▶ [Task details] Reproduce the whole listing, character for character.

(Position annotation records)
========

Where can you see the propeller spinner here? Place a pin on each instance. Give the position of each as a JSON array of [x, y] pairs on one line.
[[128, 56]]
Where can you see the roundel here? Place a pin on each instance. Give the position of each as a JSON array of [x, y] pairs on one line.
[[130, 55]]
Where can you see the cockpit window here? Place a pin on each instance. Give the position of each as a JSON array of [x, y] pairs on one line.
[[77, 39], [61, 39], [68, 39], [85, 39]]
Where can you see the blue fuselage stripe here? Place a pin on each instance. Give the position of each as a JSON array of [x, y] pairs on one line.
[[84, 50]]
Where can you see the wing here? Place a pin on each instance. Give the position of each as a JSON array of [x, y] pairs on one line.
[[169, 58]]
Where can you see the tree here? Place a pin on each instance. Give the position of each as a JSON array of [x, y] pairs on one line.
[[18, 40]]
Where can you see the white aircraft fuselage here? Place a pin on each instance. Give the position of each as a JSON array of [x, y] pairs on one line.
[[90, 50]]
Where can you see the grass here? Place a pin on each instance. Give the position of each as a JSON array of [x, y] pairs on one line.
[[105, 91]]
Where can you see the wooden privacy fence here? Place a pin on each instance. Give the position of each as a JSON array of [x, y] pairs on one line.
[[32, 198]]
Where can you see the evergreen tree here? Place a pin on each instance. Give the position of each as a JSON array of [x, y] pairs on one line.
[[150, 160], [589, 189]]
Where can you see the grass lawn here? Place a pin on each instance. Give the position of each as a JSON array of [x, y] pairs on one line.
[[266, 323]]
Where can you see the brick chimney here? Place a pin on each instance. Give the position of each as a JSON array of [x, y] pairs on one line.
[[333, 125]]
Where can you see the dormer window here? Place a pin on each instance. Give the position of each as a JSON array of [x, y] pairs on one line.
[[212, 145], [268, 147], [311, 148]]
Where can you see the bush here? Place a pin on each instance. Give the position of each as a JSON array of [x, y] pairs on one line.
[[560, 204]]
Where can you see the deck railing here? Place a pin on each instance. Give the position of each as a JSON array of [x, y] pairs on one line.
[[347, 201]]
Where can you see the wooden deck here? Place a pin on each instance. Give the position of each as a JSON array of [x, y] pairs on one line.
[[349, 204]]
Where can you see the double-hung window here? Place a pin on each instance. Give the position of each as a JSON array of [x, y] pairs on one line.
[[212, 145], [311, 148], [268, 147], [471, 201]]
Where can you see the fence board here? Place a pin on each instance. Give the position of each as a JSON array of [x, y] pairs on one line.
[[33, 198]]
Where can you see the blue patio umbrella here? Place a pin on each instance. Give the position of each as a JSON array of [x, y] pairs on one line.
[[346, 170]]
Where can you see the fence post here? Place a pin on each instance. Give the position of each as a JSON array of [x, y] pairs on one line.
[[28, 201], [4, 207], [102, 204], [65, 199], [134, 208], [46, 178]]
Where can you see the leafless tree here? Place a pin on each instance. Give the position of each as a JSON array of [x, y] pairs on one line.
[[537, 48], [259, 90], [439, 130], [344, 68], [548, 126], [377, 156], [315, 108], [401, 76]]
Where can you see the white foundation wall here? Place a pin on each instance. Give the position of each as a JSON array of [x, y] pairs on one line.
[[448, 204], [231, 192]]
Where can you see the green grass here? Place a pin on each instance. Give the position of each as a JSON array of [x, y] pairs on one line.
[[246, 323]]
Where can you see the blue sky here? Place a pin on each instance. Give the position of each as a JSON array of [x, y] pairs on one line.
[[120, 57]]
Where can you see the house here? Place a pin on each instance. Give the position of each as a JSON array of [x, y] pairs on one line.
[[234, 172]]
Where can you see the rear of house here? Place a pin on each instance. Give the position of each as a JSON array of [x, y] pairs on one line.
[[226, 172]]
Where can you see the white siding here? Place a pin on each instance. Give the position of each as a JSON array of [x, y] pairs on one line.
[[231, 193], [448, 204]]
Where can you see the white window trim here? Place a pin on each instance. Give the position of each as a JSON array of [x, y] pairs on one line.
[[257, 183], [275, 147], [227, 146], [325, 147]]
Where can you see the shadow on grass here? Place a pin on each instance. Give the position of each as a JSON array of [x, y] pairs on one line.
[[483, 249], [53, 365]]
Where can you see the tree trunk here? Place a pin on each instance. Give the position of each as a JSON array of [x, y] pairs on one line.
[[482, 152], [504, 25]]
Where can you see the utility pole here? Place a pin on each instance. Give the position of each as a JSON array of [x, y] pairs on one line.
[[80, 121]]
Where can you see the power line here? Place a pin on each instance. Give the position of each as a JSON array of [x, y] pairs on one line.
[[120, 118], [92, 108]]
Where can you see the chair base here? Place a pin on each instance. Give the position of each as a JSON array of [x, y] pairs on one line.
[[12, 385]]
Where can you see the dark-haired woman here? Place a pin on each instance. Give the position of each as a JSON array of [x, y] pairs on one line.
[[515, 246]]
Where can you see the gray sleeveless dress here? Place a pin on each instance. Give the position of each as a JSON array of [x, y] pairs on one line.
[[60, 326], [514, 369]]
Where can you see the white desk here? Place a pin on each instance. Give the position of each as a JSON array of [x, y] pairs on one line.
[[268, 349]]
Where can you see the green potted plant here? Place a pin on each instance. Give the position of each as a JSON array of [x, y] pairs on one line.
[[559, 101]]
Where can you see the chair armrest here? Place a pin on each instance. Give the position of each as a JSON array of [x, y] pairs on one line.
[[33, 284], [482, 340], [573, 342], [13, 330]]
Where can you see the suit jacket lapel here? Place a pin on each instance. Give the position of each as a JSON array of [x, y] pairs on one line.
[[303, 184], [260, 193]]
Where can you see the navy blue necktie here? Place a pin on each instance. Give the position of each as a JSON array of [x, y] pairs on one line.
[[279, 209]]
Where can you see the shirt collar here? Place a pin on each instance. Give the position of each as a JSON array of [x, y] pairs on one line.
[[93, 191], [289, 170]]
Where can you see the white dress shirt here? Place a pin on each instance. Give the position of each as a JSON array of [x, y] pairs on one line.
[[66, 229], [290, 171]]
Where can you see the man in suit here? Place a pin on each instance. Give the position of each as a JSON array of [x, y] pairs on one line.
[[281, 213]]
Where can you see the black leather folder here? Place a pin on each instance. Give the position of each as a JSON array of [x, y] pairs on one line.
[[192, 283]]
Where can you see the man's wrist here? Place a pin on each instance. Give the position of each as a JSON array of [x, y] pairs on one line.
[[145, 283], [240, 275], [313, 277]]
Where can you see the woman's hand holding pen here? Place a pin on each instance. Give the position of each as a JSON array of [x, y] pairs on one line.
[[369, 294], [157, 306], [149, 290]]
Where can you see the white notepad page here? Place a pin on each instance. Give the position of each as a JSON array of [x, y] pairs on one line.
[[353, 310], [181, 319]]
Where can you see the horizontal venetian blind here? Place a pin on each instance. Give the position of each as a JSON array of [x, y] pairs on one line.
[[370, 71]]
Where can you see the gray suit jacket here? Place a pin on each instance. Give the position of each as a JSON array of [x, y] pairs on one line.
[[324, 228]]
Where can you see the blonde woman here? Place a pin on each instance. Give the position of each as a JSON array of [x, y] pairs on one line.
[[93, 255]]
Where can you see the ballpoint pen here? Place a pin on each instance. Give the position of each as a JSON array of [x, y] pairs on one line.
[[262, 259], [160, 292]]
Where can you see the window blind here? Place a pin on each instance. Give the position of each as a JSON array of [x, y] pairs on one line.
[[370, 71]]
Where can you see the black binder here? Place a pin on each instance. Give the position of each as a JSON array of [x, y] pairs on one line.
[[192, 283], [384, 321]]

========

▶ [The completed task]
Where can you see the propeller spinner here? Place a pin on each instance. Give the position of each as a JSON array of [x, y] pairs on one line.
[[128, 56]]
Where can you see the roundel here? Place a pin on each instance. Give the position of each as a JSON array of [x, y] pairs on one line.
[[130, 55]]
Where can you see the cockpit window here? Place a pin on each instance. Give the position of each as a JSON array of [x, y] pairs on one line.
[[77, 39], [61, 39], [68, 39], [85, 39]]
Where can you see the blue fuselage stripe here? Place a pin on each instance. Give the position of each as a JSON array of [x, y] pairs on one line.
[[84, 50]]
Where can you see the wing here? Place a pin on each instance. Give the position of each as a JSON array of [x, y] pairs on one line.
[[169, 58]]
Where can you see the tree here? Place a pin on each instance. Give the position of each as a JSON array of [x, y] pairs on one line.
[[18, 40]]
Where can you see the white aircraft fuselage here? Place a pin on each instance. Give the position of each as a JSON array of [x, y] pairs on one line.
[[90, 50]]
Where can you see the grass here? Place a pin on each instance. Give the position of each as a JSON array of [x, y] pairs on one line.
[[105, 91]]
Where can you see the wooden privacy fence here? Place a pin on each instance. Give the position of each as a JSON array of [x, y] pairs on one line.
[[32, 198]]
Where can you see the evergreen tree here? Place a pin on each instance. Give the position of each as a JSON array of [x, y] pairs on one line.
[[150, 160], [589, 189]]
Where can you see the grass lawn here? Place a pin on each instance. Give the position of each as a JSON array of [x, y] pairs on one line.
[[266, 323]]
Where can you see the brick chimney here? Place a pin on each instance. Give the position of each as a JSON array of [x, y] pairs on one line.
[[333, 125]]
Where can you see the dormer window here? Place a pin on each instance. Give the position of each as a JSON array of [x, y] pairs on one line.
[[212, 145], [268, 147], [311, 148]]
Where can you see the bush here? Place a pin on each instance. Give the position of each as a JSON array of [x, y] pairs on one line.
[[560, 204]]
Where can you see the deck railing here? Place a pin on each instance. Give the position of each as a JSON array of [x, y] pairs on one line.
[[347, 201]]
Where can you see the wooden deck here? Place a pin on each instance. Give the position of each as a JSON array of [x, y] pairs on one line.
[[349, 204]]
Where can you see the double-hung window here? Place a pin on each instance. Give the position of each as a JSON array of [x, y] pairs on one line.
[[212, 145], [311, 148], [268, 147], [471, 201]]
Where can you see the fence board here? Place a pin on each instance. Give the position of each as a JSON array of [x, y] pairs on one line.
[[33, 198]]
Where can you see the blue patio umbrella here? Place a pin on each instance. Give the position of each as a JSON array of [x, y] pairs on one line.
[[346, 170]]
Where can you see the fence post here? Place a pin on each instance. Give the position of each as a JSON array of [x, y] pairs on one line.
[[28, 201], [4, 207], [102, 204], [65, 199], [134, 208], [46, 178]]
Where can you see the leafless tree here? Place a pin on each instance. Give the position of each as a JSON array of [x, y] pairs on one line.
[[537, 48], [259, 90], [439, 130], [344, 68], [548, 126], [377, 156], [315, 108], [401, 76]]
Where can you see the white foundation wall here? Place a pin on each instance. Give the position of each as a JSON array of [x, y] pairs on one line.
[[448, 204], [231, 192]]
Where can you see the green grass here? Place a pin on each instance. Give the position of each as a JSON array of [x, y] pairs on one line.
[[246, 323]]
Where can you see the blue sky here? Place a pin on each instance. Give the position of each as a JSON array of [x, y] pairs on one line.
[[120, 57]]
Where can you see the house here? Place a pin on each instance. Give the position of each as a JSON array of [x, y] pairs on one line.
[[234, 172]]
Where can you see the rear of house here? Place a pin on each instance. Give the position of each as a JSON array of [x, y] pairs on one line.
[[226, 172]]
Where can you see the white siding here? Place a pin on each instance. Give the position of each as a JSON array of [x, y] pairs on one line.
[[231, 193], [448, 204]]
Where can you see the white window trim here? Place a pin on each instance. Give the position of each as a JSON array of [x, y] pairs on one line.
[[257, 183], [275, 147], [227, 146], [325, 147]]
Where can you see the shadow on grass here? Place a pin on each instance. Give the position of each as a JSON array of [x, y] pairs on one line.
[[483, 249], [53, 365]]
Where can you see the tree trunk here? Place a pin on each instance. Give the position of each as a JSON array of [x, y] pairs on one line.
[[482, 152], [504, 25]]
Where can you see the utility pole here? Place a pin on each instance. Give the position of each as a JSON array of [x, y] pairs on one line.
[[80, 121]]
Where can you see the power line here? Place a pin on each instance. Give the position of each as a JSON array of [x, y] pairs on one line.
[[120, 118], [92, 108]]
Where can you see the chair base here? Place a pin on each instance. Give the position of each as a JSON array of [x, y] pairs on one line.
[[12, 385]]
Where can you see the dark-haired woman here? Place a pin on each instance. Give the position of each as a JSON array of [x, y] pairs on one line.
[[515, 246]]
Where can you see the gray sleeveless dress here? Place a pin on each instance. Give the position of each as a JSON array of [x, y] pairs on one line.
[[60, 326], [514, 369]]
Where can you see the white desk here? Place a pin on each instance. Give the position of each as a JSON array of [x, y] pairs on one line.
[[268, 349]]
Where can you see the green potted plant here? Place a pin on each instance. Give the position of each as a JSON array of [x, y] pairs on one line.
[[559, 101]]
Where can you see the chair armrest here? Place a pin on each instance. Give the position of each as a JSON array of [x, y] pairs on one line.
[[33, 284], [482, 340], [573, 342], [13, 330]]
Where can you see the suit jacket lapel here? Place a pin on each instance. Give the position of each as a JSON array of [x, y] pairs on one line.
[[303, 184], [260, 193]]
Where can you see the navy blue necktie here? Place a pin on each instance. Give the position of each as a JSON array of [x, y] pairs on one line.
[[279, 209]]
Where can you see the shirt collar here? Place a pin on each instance. Give the position of each as a JSON array of [x, y] pairs on one line.
[[93, 191], [289, 170]]
Where can you see the white dress shirt here? Place a pin on each instance. Give the position of each as a JSON array of [x, y] pairs on one line.
[[66, 229], [290, 171]]
Where can you see the man in suit here? Place a pin on each instance. Give the position of each as a JSON array of [x, y] pairs on one line.
[[281, 213]]
Where can you see the black leather folder here? Place a pin on each instance. Give the position of each as a JSON array of [x, y] pairs on one line.
[[192, 283]]
Where can you see the man's wrist here? Place a pin on each instance. Give the position of each as a JSON array of [x, y] pairs on one line.
[[145, 283], [240, 275], [313, 277]]
Where can you see the woman's hand holding pen here? Place a pin on each instance. Give the position of each as a JSON array of [x, y] pairs on one line.
[[369, 294], [157, 306], [149, 290]]
Where can you see the white notepad page here? Place a pin on each instance. Give the position of each as a JSON array of [x, y] pairs on one line.
[[353, 310], [181, 319]]
Where can you see the horizontal venetian blind here? Place a pin on each instance. Give the position of each as a JSON array of [x, y] pairs on one line.
[[370, 71]]
Where can you see the gray suit jacket here? Place a pin on each instance. Give the position of each as a JSON array of [x, y] pairs on one line.
[[324, 228]]
Where can you see the blonde woman here? Place a pin on each instance. Give the position of each as a JSON array of [x, y] pairs on one line.
[[93, 255]]
Where can you see the ballpoint pen here? Place a pin on each instance. Give the position of each as a JSON array of [x, y] pairs on one line.
[[262, 259], [160, 292]]
Where can you see the window blind here? Place a pin on each instance. Give the position of each as a JSON array of [x, y] pairs on one line.
[[370, 71]]
Where can you see the black binder here? Place a pin on each instance. Give the position of each as a JSON array of [x, y] pairs on one line.
[[192, 283], [384, 321]]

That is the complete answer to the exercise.